Stored data entries:

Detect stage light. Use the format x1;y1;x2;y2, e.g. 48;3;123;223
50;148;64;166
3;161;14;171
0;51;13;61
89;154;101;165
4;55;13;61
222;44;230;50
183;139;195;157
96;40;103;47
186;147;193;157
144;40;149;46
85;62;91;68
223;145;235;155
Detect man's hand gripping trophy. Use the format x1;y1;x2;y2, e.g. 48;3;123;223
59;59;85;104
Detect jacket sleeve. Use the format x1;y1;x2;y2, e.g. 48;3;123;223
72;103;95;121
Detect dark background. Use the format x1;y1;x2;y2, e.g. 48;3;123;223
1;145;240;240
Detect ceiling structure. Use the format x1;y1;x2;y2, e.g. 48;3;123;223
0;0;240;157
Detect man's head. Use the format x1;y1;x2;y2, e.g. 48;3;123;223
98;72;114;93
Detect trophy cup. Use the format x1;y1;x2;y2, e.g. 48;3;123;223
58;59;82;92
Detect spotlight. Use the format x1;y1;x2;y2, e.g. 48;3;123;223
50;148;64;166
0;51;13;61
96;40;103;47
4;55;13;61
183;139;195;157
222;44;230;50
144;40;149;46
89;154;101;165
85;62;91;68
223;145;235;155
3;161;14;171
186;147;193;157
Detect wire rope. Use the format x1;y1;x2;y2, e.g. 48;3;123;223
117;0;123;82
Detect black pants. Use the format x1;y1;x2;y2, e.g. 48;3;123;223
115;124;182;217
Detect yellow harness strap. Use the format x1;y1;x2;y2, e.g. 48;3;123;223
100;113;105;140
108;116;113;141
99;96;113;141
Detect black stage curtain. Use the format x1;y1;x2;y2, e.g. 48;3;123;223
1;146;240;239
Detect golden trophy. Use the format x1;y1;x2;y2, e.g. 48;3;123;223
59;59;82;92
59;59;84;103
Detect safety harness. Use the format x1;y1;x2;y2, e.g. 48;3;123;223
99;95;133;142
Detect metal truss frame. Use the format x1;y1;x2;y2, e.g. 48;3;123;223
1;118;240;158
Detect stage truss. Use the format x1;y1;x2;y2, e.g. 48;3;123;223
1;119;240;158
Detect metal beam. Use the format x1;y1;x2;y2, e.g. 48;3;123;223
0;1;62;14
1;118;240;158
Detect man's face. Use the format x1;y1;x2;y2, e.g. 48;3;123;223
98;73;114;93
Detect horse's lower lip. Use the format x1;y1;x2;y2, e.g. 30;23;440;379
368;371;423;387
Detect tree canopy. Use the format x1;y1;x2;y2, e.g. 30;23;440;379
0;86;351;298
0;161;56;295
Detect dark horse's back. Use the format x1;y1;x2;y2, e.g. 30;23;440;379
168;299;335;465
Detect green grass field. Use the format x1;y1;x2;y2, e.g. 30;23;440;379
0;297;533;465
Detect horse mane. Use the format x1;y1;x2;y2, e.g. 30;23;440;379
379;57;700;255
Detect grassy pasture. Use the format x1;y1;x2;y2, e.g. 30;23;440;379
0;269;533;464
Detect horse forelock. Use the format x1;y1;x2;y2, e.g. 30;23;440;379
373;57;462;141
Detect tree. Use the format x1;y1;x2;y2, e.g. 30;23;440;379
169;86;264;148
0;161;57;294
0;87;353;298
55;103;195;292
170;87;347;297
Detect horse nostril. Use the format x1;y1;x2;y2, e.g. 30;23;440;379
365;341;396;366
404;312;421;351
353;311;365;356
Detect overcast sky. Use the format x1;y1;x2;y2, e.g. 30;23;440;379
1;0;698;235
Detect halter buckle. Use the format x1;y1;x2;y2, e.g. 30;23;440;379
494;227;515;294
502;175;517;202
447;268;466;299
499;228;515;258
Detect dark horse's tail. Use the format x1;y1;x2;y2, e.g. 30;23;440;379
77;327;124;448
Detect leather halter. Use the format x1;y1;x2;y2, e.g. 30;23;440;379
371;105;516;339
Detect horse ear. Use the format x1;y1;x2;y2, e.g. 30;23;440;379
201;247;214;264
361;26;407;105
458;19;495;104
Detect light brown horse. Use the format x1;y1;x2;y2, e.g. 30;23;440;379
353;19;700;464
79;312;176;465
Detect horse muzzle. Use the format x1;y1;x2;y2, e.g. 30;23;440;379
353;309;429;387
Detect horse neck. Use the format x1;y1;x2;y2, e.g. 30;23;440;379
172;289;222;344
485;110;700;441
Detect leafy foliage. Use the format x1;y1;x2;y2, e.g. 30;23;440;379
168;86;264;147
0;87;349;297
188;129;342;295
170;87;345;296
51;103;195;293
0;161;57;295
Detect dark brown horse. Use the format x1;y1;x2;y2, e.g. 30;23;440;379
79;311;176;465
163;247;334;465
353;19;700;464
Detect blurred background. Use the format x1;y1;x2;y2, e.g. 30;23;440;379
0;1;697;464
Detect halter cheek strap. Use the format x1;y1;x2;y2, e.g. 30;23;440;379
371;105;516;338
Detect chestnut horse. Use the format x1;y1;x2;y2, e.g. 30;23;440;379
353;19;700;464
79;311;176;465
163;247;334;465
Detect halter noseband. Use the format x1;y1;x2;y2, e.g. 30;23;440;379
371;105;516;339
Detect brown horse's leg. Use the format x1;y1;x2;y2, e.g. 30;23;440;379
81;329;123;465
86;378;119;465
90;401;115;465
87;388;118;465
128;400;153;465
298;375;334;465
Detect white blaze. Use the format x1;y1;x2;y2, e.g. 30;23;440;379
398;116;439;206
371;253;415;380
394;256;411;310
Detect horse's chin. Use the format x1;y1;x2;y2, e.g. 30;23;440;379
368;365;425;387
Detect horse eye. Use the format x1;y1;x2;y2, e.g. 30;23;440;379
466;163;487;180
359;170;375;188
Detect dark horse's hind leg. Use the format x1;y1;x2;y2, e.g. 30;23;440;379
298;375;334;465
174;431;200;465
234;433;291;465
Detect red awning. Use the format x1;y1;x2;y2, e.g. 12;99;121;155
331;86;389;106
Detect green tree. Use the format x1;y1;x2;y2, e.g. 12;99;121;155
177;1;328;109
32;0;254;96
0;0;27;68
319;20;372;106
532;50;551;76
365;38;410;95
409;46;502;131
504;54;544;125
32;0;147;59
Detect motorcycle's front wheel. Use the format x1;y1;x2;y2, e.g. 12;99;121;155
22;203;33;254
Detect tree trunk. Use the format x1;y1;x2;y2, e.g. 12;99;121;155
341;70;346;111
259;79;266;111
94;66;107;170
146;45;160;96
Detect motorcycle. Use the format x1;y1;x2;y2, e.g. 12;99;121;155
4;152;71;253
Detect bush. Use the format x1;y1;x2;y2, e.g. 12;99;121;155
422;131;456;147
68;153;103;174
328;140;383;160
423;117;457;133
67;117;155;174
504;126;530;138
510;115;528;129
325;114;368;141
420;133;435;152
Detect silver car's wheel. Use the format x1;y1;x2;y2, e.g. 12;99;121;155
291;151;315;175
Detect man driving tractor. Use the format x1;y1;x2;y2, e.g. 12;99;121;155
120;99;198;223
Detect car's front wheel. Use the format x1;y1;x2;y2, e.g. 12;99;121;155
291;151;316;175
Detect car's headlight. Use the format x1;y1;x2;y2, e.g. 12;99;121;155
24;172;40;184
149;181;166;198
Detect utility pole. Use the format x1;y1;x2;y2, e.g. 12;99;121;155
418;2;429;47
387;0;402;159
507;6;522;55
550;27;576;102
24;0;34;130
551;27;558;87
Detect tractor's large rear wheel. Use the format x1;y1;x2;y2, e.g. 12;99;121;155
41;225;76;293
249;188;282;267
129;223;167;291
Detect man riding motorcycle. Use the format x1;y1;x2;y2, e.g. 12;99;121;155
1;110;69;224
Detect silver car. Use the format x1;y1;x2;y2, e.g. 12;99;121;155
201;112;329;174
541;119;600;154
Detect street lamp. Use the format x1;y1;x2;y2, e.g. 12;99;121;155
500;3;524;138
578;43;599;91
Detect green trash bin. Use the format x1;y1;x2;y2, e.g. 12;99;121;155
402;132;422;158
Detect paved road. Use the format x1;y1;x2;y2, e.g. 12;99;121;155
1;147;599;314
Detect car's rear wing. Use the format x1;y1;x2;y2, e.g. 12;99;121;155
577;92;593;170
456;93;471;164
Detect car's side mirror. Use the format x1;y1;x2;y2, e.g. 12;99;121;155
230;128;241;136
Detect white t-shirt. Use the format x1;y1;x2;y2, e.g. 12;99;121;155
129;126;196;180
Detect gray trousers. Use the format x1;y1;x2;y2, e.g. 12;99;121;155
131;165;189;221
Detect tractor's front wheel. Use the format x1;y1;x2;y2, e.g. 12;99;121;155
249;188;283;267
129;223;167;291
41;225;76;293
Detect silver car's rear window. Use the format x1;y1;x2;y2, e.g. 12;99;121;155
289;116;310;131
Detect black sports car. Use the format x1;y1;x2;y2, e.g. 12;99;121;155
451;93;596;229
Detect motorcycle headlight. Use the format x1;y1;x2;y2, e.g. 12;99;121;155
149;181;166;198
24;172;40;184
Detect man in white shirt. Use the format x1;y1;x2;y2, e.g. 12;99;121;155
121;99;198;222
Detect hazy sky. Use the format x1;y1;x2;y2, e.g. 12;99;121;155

* * *

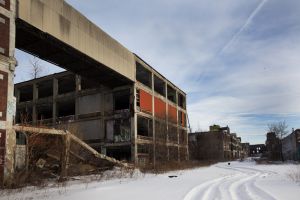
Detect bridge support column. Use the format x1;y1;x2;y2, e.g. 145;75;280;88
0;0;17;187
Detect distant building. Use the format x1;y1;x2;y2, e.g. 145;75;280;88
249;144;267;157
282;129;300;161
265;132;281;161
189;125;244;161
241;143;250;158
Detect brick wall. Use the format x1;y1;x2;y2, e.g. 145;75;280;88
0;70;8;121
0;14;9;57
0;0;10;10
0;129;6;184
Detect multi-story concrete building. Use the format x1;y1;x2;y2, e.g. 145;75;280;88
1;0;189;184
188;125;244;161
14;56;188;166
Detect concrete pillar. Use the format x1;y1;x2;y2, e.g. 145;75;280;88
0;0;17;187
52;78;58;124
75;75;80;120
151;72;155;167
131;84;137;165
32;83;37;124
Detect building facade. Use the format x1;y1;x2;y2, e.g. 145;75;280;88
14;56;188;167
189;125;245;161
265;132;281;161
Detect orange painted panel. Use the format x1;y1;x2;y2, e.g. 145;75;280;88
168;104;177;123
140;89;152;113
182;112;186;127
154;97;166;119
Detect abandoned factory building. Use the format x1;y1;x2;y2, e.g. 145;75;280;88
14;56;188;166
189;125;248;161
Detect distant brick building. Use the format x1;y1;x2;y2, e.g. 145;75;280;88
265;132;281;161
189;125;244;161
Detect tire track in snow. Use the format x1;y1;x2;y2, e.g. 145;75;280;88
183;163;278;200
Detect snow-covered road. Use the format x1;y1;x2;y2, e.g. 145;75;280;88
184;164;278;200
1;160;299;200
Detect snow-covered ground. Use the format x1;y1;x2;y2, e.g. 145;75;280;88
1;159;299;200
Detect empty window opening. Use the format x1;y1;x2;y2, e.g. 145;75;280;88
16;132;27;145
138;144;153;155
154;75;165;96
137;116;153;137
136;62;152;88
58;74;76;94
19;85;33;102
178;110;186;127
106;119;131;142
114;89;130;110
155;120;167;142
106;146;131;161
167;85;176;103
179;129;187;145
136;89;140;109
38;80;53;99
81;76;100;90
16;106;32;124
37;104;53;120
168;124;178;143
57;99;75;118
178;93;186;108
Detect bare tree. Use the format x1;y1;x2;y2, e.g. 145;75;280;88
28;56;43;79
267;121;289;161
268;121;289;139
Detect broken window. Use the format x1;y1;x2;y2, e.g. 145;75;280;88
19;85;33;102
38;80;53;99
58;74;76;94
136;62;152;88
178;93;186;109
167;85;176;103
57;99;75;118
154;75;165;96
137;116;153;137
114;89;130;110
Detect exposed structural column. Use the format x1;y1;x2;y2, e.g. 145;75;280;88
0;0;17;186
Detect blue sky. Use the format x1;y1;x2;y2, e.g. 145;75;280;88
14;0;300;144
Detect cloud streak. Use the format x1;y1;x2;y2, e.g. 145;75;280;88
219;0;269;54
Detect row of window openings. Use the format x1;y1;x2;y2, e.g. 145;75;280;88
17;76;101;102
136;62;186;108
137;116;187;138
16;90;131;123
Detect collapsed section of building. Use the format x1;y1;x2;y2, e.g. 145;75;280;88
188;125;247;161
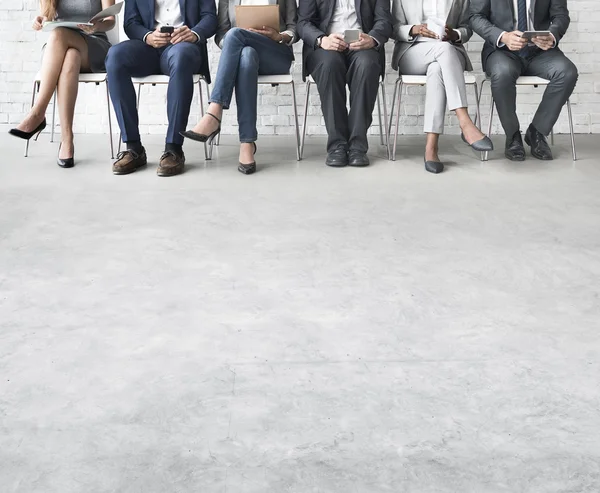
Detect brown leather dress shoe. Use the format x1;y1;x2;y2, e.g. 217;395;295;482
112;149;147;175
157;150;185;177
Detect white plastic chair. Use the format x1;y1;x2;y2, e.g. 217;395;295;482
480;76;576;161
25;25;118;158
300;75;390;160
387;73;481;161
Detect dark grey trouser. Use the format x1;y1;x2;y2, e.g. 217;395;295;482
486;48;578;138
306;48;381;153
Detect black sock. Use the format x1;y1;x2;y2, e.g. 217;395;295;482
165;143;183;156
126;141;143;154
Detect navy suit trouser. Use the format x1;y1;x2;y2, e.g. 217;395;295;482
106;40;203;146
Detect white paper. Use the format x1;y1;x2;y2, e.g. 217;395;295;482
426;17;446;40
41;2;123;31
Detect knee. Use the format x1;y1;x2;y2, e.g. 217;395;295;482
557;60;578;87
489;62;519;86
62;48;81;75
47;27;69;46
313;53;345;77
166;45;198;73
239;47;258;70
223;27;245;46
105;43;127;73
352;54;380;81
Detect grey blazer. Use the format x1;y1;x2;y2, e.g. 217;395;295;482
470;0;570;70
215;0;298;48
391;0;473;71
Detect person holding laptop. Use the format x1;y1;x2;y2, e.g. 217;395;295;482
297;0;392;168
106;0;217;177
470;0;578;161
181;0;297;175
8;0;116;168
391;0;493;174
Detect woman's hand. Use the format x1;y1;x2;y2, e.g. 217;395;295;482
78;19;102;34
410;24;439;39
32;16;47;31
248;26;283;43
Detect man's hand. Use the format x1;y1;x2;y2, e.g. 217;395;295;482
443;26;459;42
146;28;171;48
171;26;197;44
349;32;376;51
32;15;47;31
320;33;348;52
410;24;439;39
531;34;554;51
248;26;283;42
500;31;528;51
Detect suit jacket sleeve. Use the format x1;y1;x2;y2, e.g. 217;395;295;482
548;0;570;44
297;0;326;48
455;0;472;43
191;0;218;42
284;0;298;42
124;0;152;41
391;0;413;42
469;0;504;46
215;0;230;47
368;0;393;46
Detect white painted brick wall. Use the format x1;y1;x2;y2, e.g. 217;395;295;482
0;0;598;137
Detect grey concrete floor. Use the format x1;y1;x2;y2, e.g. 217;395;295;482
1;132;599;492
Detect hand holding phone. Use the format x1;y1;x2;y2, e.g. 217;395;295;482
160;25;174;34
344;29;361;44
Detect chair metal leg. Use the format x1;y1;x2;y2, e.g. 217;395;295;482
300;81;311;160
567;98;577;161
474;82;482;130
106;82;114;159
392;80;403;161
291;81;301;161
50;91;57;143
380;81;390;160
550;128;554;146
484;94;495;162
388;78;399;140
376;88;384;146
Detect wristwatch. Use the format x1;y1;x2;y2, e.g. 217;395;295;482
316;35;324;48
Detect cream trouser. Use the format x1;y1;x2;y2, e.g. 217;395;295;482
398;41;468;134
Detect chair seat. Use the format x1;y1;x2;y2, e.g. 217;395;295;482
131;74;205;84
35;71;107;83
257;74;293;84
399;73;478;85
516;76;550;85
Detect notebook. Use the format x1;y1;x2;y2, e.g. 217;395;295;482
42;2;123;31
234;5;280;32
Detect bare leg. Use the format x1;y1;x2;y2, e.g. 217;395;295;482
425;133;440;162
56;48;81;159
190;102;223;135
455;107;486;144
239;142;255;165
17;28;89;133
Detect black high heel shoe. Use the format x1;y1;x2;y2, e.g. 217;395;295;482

■ What is expected: Set down again, word for word, the stretch of records from the line with "Detect man in" to the line with "Detect hazy sky.", both of those lines included.

■ Answer box:
Detect man in white shirt. Use the format x1;y1;x2;y2, e.g. 12;99;121;155
121;99;198;222
Detect hazy sky. Use the format x1;y1;x2;y2, e.g. 12;99;121;155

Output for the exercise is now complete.